## WORK INSTRUCTIONS:
Every line with the string "trapeze" in it belongs in your answer, so copy them all from the data.

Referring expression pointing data
╭──

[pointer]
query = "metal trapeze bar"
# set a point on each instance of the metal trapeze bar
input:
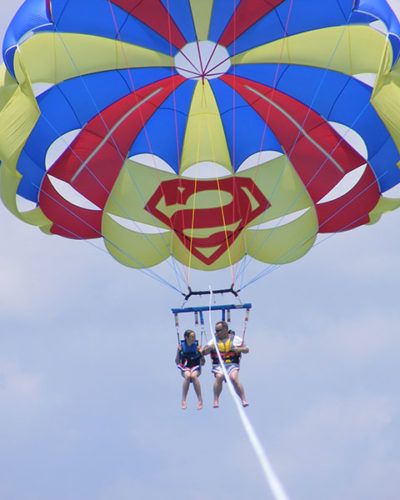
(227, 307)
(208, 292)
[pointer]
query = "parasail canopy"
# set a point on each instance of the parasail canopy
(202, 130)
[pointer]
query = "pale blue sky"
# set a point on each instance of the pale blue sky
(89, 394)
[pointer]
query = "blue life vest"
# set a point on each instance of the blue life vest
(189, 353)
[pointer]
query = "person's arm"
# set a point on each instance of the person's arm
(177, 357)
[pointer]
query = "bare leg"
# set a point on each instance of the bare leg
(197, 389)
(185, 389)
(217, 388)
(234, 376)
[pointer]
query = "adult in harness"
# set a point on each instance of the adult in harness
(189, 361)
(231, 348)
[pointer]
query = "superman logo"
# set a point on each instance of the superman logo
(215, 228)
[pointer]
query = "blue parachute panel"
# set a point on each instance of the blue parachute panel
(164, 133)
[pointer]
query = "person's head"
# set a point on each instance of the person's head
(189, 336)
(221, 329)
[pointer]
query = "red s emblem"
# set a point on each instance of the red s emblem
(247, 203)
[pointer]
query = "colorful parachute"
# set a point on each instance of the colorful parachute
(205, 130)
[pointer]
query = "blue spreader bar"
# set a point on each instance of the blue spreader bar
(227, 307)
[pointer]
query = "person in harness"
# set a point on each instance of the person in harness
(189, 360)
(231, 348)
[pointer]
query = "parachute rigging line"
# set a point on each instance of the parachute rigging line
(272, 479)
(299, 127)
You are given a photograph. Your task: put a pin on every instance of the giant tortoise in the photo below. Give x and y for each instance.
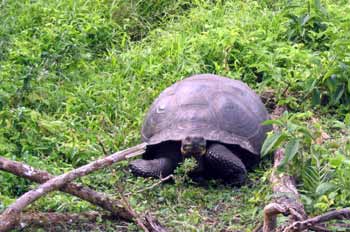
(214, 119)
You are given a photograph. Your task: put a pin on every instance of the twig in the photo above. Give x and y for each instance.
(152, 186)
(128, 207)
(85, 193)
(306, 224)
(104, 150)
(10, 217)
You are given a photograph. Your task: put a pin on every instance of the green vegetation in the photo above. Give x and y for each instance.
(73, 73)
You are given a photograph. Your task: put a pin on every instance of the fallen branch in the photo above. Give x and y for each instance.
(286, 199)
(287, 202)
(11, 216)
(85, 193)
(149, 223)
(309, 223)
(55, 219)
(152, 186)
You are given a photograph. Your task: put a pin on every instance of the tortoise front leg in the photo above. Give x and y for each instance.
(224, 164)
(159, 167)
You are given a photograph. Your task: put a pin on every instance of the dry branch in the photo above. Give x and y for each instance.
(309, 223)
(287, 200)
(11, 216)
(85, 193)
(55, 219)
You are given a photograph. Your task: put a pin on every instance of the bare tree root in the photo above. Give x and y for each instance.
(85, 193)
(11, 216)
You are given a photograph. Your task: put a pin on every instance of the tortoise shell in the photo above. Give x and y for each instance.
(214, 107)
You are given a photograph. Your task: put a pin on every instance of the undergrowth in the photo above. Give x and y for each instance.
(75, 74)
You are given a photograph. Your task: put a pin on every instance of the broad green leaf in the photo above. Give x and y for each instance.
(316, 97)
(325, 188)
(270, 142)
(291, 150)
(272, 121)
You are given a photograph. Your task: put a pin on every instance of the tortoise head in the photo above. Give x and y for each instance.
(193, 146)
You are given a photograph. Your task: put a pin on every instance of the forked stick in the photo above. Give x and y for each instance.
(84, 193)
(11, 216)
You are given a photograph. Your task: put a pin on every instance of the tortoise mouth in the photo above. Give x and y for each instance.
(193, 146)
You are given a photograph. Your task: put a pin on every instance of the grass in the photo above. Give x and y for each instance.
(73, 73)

╰──
╭──

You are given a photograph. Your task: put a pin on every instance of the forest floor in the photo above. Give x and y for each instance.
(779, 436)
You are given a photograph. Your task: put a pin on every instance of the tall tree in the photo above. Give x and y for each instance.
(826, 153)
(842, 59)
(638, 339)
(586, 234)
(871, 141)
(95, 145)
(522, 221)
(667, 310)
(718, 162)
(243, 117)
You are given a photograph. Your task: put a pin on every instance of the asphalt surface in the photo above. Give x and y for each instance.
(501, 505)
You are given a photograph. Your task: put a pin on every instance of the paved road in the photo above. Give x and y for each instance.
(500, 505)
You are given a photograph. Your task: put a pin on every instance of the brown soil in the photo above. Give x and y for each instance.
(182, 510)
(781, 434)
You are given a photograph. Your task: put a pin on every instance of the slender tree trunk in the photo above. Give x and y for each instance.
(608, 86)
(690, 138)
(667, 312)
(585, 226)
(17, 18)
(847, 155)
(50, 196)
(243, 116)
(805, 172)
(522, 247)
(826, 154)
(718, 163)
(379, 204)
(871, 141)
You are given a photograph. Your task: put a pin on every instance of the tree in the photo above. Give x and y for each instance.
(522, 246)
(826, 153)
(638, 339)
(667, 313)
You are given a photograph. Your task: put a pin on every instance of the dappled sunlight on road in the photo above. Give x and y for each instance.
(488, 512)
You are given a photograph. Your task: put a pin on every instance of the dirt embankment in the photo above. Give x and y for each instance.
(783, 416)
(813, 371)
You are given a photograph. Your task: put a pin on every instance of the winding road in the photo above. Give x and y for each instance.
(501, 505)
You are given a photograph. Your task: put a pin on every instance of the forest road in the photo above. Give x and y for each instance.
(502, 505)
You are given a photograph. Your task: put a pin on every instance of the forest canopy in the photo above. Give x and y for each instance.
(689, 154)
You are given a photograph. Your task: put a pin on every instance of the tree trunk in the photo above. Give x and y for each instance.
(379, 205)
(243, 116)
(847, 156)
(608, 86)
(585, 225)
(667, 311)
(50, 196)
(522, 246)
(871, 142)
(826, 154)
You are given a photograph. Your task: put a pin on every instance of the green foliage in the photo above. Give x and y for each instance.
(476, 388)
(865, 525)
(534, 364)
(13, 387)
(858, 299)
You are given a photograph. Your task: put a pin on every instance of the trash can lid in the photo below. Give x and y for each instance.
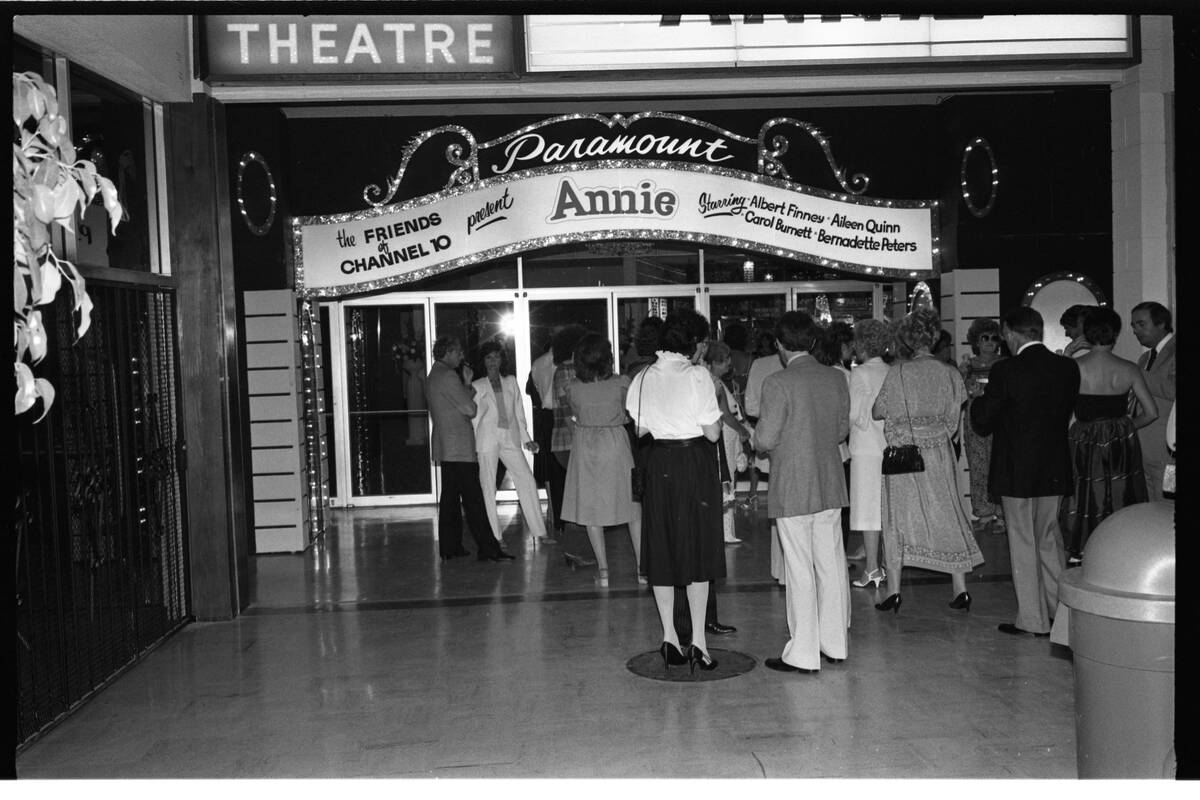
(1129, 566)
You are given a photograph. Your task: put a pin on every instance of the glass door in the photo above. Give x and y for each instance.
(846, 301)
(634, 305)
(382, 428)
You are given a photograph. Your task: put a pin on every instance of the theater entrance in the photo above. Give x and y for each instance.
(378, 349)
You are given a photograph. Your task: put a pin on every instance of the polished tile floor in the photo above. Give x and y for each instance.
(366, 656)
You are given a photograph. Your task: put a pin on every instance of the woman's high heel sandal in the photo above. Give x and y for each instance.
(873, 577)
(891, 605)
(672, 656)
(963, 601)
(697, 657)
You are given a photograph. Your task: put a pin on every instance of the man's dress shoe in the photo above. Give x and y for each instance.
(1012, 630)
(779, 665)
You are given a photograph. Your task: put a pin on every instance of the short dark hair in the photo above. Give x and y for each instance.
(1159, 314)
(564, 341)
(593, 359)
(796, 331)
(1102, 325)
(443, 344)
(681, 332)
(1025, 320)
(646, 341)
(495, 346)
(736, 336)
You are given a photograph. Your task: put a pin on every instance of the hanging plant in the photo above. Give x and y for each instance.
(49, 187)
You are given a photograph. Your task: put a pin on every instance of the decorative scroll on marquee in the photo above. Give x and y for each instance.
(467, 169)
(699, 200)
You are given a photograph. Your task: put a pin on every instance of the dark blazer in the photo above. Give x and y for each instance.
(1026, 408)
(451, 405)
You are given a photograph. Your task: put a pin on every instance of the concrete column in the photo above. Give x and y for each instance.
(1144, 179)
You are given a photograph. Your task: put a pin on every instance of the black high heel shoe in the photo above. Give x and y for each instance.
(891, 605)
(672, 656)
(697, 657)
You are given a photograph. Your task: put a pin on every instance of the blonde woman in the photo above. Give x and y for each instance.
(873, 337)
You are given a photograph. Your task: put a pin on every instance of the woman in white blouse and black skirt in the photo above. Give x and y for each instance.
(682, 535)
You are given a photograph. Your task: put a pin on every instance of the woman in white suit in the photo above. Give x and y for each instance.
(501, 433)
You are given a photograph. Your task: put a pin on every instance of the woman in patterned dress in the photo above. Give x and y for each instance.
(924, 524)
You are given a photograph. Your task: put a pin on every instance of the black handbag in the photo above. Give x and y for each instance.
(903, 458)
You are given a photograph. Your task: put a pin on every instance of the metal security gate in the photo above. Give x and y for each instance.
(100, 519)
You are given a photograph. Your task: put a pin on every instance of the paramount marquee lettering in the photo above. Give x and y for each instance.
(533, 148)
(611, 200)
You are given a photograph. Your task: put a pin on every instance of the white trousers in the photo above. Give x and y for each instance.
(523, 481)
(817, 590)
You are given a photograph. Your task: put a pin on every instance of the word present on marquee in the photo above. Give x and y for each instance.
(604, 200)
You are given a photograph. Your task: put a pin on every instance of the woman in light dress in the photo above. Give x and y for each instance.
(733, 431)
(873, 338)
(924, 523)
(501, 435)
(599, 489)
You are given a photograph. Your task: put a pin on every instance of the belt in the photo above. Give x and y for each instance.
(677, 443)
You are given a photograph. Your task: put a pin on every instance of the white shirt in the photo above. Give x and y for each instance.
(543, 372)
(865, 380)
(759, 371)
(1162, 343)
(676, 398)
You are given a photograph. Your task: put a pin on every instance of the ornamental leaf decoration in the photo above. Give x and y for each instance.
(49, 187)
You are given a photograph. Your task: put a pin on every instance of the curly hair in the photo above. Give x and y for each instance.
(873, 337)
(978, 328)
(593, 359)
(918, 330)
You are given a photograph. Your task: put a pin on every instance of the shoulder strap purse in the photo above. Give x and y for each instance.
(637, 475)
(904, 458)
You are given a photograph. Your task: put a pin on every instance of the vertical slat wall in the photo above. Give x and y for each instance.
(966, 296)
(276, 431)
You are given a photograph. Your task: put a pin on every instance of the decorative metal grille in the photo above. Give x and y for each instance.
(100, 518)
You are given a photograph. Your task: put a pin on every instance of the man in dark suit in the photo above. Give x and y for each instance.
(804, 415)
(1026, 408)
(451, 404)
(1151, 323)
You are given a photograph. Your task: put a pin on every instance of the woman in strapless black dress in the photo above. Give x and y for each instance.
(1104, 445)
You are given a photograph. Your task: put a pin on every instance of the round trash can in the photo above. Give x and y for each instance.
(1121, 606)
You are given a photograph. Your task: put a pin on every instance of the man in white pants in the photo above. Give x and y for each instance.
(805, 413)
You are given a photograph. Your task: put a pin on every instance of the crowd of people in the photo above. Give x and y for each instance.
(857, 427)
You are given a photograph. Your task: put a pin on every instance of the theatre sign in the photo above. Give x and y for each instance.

╰──
╭──

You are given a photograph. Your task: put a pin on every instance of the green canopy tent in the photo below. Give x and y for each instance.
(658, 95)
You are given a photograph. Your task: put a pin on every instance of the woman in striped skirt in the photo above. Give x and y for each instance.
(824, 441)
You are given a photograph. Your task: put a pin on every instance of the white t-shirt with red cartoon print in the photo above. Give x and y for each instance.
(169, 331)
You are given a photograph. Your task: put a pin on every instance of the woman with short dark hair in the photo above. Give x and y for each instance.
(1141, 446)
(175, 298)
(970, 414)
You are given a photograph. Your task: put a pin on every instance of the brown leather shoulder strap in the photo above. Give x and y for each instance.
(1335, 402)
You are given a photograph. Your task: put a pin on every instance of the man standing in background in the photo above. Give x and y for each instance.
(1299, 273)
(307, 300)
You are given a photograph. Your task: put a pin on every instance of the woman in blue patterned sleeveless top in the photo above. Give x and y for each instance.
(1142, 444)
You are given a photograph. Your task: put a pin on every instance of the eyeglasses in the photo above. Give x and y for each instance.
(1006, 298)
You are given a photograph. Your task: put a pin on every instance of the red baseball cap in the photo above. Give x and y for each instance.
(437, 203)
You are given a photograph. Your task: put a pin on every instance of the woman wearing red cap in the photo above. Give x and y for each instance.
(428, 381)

╰──

## WRITTEN SOLUTION:
query = "metal trapeze bar"
# set a point on each instance of the metal trapeze bar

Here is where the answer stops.